Extract provided:
******

Request comes in response to letter sent from consumer advocates and state senators
For Immediate Release

The Illinois Department of Insurance called on auto insurers Wednesday to provide detailed data that will allow for greater understanding on how much insurance companies overcharged Illinois drivers during the first year of the COVID-19 pandemic. The “data call” comes in response to a letter sent by 16 state senators and nine advocacy organizations in January. Insurers will have through May 15 to respond, and the information will be made public by the end of June.

“We applaud the Department of Insurance and Pritzker administration for today’s action,” said Illinois PIRG Education Fund Director Abe Scarr. “If the data show, as we expect, that insurers made windfall profits during the pandemic, we’ll call on them to issue additional customer refunds.”

In 2020, auto insurers across the country earned massive profits as Americans drove fewer miles while “sheltering in place” and working from home, which meant fewer vehicle crashes and auto insurance claims. In response to public pressure, most insurers provided some refund or credit to consumers. However, the Consumer Federation of America (CFA) estimates that insurance companies could still owe Illinois car insurance customers $896 million in pandemic relief. 

“As chief sponsor and primary advocate for a number of consumer protection measures, it has long been my mission to prevent predatory business practices impacting the hardworking and historically disadvantaged individuals within our communities,” said state Senator Jacqueline Collins. “The Illinois Department of Insurance has shown its commitment to bettering our financial systems and defending the wellbeing of policyholders, and for that I am grateful. However, there is still much work that needs to be done if we are to effectively and successfully preserve public interests.”

The CFA analysis of insurers’ 2020 premium and claims results found that insurers obtained $42 billion in excess premiums while refunding only $13 billion — meaning they overcharged consumers $29 billion. In effect, insurance companies shortchanged their customers by an average of $125 per insured vehicle nationwide.

******

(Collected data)
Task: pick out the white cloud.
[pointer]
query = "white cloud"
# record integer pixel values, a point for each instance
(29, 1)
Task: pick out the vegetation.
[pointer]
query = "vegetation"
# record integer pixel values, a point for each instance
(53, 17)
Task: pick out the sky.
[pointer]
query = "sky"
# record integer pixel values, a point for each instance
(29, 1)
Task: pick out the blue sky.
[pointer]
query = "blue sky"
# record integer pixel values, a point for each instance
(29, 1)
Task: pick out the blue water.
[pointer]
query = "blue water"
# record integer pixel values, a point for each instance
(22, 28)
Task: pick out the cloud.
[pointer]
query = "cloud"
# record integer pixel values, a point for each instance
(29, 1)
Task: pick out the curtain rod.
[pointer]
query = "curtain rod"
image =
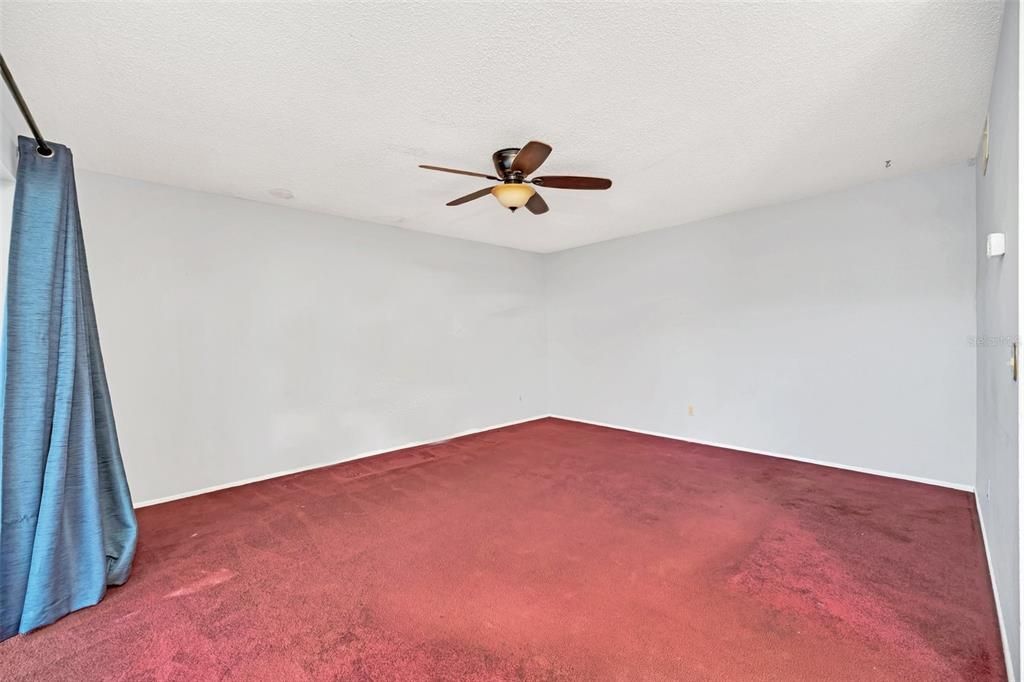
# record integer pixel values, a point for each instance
(42, 147)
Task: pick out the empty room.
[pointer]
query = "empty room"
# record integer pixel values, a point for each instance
(448, 340)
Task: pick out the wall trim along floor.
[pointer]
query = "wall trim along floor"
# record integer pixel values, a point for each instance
(995, 594)
(288, 472)
(349, 458)
(877, 472)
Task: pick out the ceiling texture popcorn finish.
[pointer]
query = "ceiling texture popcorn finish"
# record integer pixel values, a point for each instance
(694, 109)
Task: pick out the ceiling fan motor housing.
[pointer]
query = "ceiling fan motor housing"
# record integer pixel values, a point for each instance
(503, 164)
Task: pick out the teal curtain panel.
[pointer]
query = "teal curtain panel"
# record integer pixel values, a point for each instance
(69, 527)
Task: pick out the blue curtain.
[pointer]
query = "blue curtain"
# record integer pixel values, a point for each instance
(69, 527)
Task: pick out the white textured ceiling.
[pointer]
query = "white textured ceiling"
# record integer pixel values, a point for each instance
(692, 109)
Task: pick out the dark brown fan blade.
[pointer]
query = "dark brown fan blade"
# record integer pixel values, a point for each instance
(537, 205)
(469, 198)
(453, 170)
(530, 157)
(571, 182)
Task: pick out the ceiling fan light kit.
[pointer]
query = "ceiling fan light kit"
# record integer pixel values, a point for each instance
(514, 190)
(513, 195)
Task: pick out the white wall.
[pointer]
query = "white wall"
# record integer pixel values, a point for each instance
(997, 289)
(243, 339)
(835, 328)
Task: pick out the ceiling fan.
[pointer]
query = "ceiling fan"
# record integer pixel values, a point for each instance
(514, 190)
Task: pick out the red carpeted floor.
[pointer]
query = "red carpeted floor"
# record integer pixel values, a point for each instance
(545, 551)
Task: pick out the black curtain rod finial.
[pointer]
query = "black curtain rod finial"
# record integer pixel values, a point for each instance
(42, 147)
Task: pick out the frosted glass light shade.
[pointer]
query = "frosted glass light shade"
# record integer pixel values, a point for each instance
(513, 196)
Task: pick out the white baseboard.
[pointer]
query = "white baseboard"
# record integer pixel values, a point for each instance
(995, 594)
(359, 456)
(877, 472)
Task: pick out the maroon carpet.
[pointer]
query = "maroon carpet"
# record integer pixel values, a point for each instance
(547, 551)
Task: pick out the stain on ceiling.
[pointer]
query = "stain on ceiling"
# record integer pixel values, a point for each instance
(693, 110)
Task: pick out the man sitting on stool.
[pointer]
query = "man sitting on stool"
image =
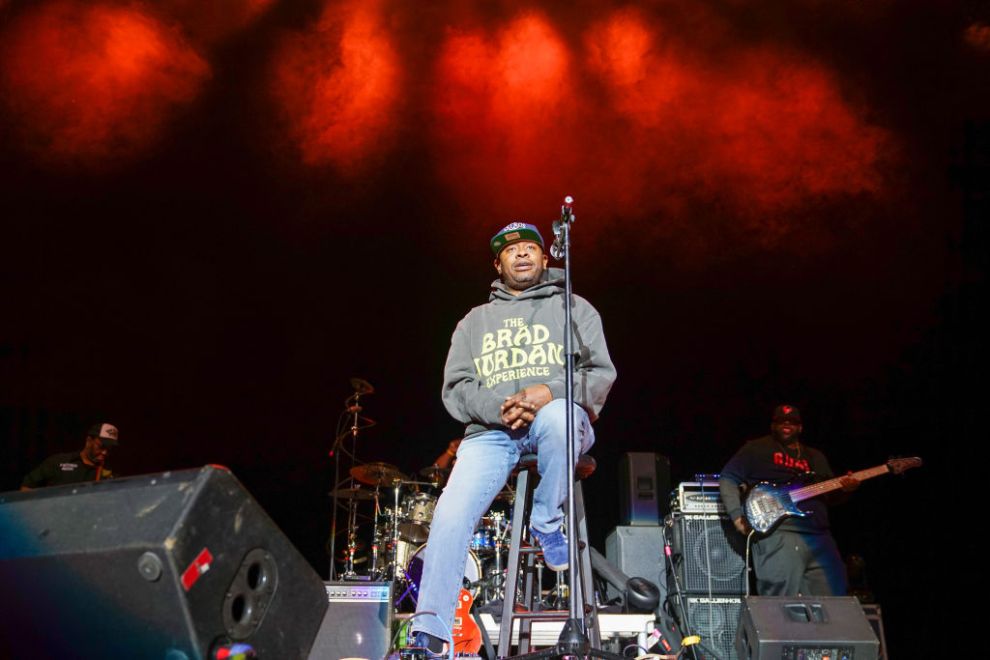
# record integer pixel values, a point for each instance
(505, 379)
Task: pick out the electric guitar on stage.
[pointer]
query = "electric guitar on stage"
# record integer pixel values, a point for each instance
(767, 505)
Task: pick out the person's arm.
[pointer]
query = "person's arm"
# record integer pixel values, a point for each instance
(732, 477)
(464, 394)
(594, 371)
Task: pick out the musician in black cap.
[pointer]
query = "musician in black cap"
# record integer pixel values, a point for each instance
(76, 466)
(799, 556)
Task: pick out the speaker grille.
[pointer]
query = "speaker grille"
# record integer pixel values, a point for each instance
(706, 561)
(716, 621)
(358, 622)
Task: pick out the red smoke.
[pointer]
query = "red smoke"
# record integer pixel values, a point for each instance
(504, 113)
(338, 86)
(212, 20)
(632, 119)
(93, 83)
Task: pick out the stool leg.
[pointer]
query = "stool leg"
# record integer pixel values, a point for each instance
(512, 563)
(585, 577)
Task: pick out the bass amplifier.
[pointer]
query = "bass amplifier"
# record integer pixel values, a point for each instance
(805, 628)
(698, 497)
(708, 554)
(715, 620)
(358, 622)
(182, 565)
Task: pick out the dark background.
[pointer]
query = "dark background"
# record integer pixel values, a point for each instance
(211, 292)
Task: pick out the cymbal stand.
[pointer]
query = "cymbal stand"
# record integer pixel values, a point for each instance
(396, 569)
(375, 538)
(351, 539)
(352, 409)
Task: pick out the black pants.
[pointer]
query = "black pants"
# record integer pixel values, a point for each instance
(790, 564)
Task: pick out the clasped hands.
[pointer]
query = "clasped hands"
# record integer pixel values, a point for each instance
(519, 409)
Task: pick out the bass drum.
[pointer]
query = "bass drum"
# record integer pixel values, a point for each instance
(406, 597)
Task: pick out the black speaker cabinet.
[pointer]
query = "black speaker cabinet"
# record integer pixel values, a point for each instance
(358, 623)
(644, 484)
(812, 628)
(638, 552)
(715, 620)
(706, 554)
(171, 566)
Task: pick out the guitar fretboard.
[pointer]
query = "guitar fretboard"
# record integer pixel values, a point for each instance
(822, 487)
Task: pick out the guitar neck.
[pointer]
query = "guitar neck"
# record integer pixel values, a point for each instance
(822, 487)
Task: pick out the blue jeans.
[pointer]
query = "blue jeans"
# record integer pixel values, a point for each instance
(484, 462)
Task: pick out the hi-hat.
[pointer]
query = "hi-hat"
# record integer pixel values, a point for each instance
(434, 472)
(354, 493)
(377, 474)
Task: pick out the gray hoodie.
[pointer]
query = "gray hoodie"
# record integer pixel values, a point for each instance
(513, 342)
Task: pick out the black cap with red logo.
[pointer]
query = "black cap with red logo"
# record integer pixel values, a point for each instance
(786, 412)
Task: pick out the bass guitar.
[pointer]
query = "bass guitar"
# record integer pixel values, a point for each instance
(767, 505)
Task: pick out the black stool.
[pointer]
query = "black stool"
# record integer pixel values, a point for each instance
(579, 580)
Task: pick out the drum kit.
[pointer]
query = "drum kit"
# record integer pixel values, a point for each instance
(400, 528)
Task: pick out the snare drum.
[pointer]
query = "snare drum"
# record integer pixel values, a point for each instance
(415, 517)
(414, 576)
(490, 530)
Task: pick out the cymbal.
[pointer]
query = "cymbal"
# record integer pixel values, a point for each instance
(506, 495)
(434, 472)
(354, 493)
(376, 474)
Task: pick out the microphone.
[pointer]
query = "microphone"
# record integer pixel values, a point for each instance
(566, 217)
(361, 386)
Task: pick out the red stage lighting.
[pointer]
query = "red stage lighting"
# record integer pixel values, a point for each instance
(90, 84)
(337, 87)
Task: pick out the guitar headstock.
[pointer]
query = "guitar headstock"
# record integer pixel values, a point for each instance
(899, 465)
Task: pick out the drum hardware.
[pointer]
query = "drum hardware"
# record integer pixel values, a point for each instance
(352, 413)
(355, 493)
(436, 474)
(377, 474)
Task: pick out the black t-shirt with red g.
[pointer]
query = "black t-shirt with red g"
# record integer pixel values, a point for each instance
(60, 469)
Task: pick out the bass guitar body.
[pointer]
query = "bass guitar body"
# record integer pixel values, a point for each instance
(768, 505)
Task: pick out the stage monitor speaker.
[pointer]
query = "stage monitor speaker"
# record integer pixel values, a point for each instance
(875, 616)
(708, 554)
(173, 566)
(358, 623)
(637, 552)
(644, 487)
(715, 620)
(812, 628)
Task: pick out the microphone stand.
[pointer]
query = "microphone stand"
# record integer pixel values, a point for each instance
(573, 641)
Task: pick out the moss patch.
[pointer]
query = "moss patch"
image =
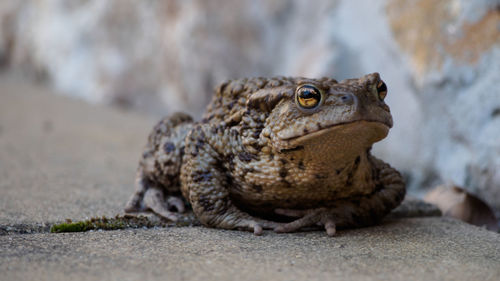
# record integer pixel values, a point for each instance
(118, 222)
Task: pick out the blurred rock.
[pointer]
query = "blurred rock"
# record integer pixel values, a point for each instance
(455, 202)
(439, 59)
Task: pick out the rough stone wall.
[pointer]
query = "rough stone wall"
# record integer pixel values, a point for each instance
(440, 59)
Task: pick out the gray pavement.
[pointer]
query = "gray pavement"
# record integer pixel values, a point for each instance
(61, 158)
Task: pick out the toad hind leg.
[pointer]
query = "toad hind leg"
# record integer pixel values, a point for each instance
(204, 182)
(350, 213)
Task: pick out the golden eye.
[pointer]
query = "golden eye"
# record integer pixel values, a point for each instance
(381, 90)
(308, 97)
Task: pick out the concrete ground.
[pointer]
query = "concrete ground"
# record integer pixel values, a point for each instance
(61, 158)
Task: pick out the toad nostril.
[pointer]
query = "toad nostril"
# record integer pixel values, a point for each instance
(347, 99)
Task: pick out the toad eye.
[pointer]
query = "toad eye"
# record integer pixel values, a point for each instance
(308, 97)
(381, 90)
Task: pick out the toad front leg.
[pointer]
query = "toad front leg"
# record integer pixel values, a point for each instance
(361, 211)
(205, 184)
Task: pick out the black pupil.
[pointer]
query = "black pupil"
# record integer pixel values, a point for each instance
(382, 88)
(308, 92)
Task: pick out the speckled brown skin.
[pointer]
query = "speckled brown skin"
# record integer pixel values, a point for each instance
(258, 157)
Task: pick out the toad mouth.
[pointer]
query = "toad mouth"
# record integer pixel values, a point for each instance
(330, 127)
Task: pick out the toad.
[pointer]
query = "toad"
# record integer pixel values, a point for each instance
(274, 153)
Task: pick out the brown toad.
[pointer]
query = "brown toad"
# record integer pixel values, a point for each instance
(268, 150)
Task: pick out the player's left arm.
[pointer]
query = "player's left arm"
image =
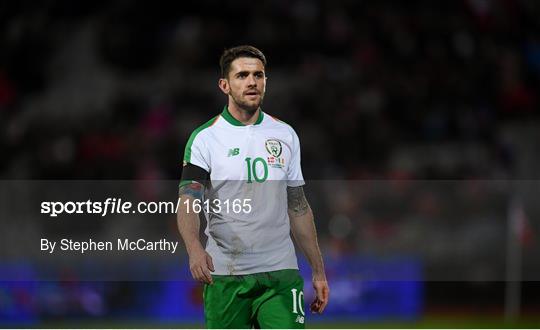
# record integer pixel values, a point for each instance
(305, 235)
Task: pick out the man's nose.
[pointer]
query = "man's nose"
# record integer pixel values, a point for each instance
(252, 81)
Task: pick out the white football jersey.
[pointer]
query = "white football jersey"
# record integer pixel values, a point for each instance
(250, 167)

******

Tasks and exercises:
A - In the auto insurance press release, reproduce the part that opens with the words containing "In 2020, auto" and closes with "in pandemic relief.".
B - Shorten the paragraph of the auto insurance press release that begins "In 2020, auto insurers across the country" and keep its main facts.
C - Please resume the auto insurance press release after its last sentence and continue writing it.

Results in order:
A -
In 2020, auto insurers across the country earned massive profits as Americans drove fewer miles while “sheltering in place” and working from home, which meant fewer vehicle crashes and auto insurance claims. In response to public pressure, most insurers provided some refund or credit to consumers. However, the Consumer Federation of America (CFA) estimates that insurance companies could still owe Illinois car insurance customers $896 million in pandemic relief.

B - In 2020, auto insurers nationwide earned huge profits because Americans drove less while sheltering in place and working from home, which led to fewer crashes and claims. Under public pressure, most insurers gave customers some refund or credit. The Consumer Federation of America (CFA) still estimates that insurers could owe Illinois car insurance customers $896 million in pandemic relief.

C -
"This data call is a good first step, although much work remains to be done," said Michael DeLong, a Research and Advocacy Associate with Consumer Federation of America. "Insurers raked in massive profits during the pandemic, while many consumers were struggling to make ends meet. And they only gave back limited amounts, using the rest of those profits to enrich their shareholders and CEOs."

The California, New Mexico and Washington Departments of Insurance have issued similar data calls to more fully assess the impact of mileage reductions on the exposure to risk of loss during the pandemic. 

California further directed the insurers Allstate, Mercury, and CSAA to refund excess premiums to California drivers or face legal action, a power the Illinois Department of Insurance does not have. In fact, Illinois is one of only two states whose auto insurance regulators have no power to reject or modify rate hikes. Illinois law also does not prohibit "excessive" rates like most states do.

“Illinois has among the weakest auto insurance rate consumer protections in the country, so we appreciate regulators exercising the authority they do have,” said Scarr. “We look forward to working with the Department and Illinois policymakers to improve auto insurance consumer protections going forward.”